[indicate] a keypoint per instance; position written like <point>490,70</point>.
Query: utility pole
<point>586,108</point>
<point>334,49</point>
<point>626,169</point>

==================================================

Write the listing out again in its entirety, exactly.

*Response area:*
[indicate] a keypoint per instance; position written like <point>490,70</point>.
Query: utility pole
<point>586,108</point>
<point>334,49</point>
<point>626,169</point>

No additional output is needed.